花岡:社食へのサステナブル・シーフードの導入は、働き方改革にまでにつながっていきそうなんですね。プロジェクト自体は今後どう展開していくのでしょうか。

喜納:まずは来年度中に自社に約100拠点ある全社食へのサステナブル・シーフードの導入を目指したいと思っています。それに加え、MSC/ASCのCoC認証を取得する大企業の拠点も増えつつありますが、この流れをさらに加速させるためにこれまで蓄積したノウハウ等を共有して活用していただける企業ネットワークを立ち上げていきたいと思っています。

この活動は導入したら終わり、ではありません。導入後も社員の皆さんに関心を持ち続けてもらうための工夫等も重要ですので、ご一緒にぜひムーブメントとして盛り上げていきたいなと思っています。

花岡:パナソニックさんのような水産業に直結しない大企業がこの動きを活性化されていることに、このムーブメントのフェーズが変わってきていることを感じます。

喜納:私たちはこの活動を色々な企業や関連するすべての業界の皆さんと一緒にムーブメントとしていきたいと思っています。そしてSDGs達成期限の2030年に、日本でも世界でもサステナブル・シーフードが当たり前になっている世界が実現できるように、微力ながらも貢献したいと思っています。

こういった取り組みは流通量が大きいレストランチェーンでの導入を進めるのが理想的なのかもしれませんが、社会的な課題解決への取り組みというよりもセールストークと捉えられやすいですし、社会的に良い物でも少し高くなると買ってもらうのがなかなか難しくなるということがあると思います。ですから、まずは大手企業の社員食堂に導入され、社員の方々の中でサステナブル・シーフードの認知度を上げ、消費行動を変えていくことがキーになるのではと思っています。2030年もそうですが、2025年の大阪万博もSDGsへの取り組み意識を盛り上げるきっかけになればとも思っています。

花岡:社食が体験型メディアのような位置づけにもなっていて、社員の皆様がご自宅で社食での体験を共有して週末にスーパーに買いに行く、というサイクルがあるというお話を以前されていましたよね。

● 提供項目:
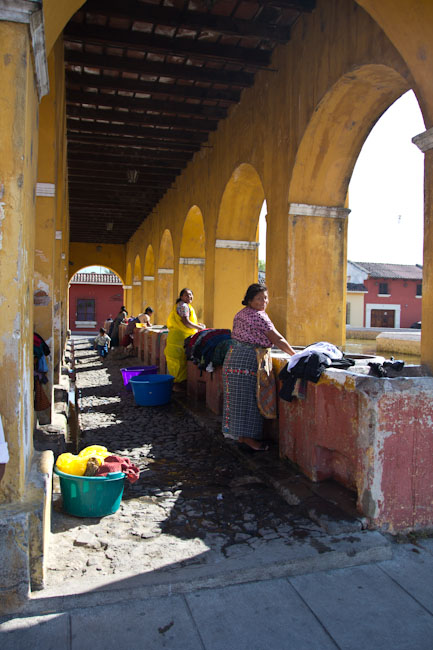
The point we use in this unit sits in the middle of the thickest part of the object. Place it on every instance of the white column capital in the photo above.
(236, 244)
(30, 12)
(424, 140)
(307, 210)
(192, 260)
(45, 189)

● 課題の内容:
1) 原文抜粋の「まずは来年度中に」で始まる段落を、主な事実を残して箇条書きにまとめてください。
2) 原文抜粋について、次の問いに答えてください。
(a) サステナブル・シーフードが当たり前になっている世界の実現を目指す年は何年で、それは何の期限とされていますか。
(b) レストランチェーンでの導入は、どう捉えられやすいと述べられていますか。
(c) 2030年のほかに、SDGsへの取り組み意識を盛り上げるきっかけになればと挙げられている催しは何ですか。
3) 原文抜粋にあるサステナブル・シーフードをめぐる対談を、最後の発言の次から再開してください。

● 解答:
1)
- 来年度中に、自社に約100拠点ある全社食へのサステナブル・シーフード導入を目指す
- MSC/ASCのCoC認証を取得する大企業の拠点が増えつつある
- この流れを加速させるため、蓄積したノウハウ等を共有し活用してもらえる企業ネットワークを立ち上げたい

2)
(a) 2030年で、SDGs達成期限とされています。
(b) 社会的な課題解決への取り組みというよりも、セールストークと捉えられやすいと述べられています。
(c) 2025年の大阪万博です。

3)
喜納:はい。単に、社員にサステナブル・シーフードの社会的な意義を伝えるだけでなく、どこで売っているのか、ネットでも買えるよ、といった情報を、社食のテーブルの上にあるPoPなどでも発信していたりして、消費行動を変えてもらうような取り組みをしています。ですので、社食の社員の会話の中でも「この間スーパーでこのマークを探して買ってみた」とか、「前からこのマークを知っていたけどその意味合いが分かってなかった」などよくサスシーのことが取り上げられているようです。

取り組みを前に進める3つの極意

花岡:楽しみですね。最後に、これからアワードに応募する方々へ応援メッセージをお願いします。

喜納:日本で初めてのプロジェクトを始めたり広げたりする上で大切なポイントは3つあると思っています。

まず1つめは主体的な姿勢と思いがあるかどうか。実際に社食にサステナブル・シーフードを導入しようとしても自社だけではできません。給食会社様に単にお願いするだけでなく、自分たちが主体性をもって社員に対して認知向上を図り、食べてもらえるよう取り組むから是非手伝ってほしいという思いや姿勢を伝えることが大事です。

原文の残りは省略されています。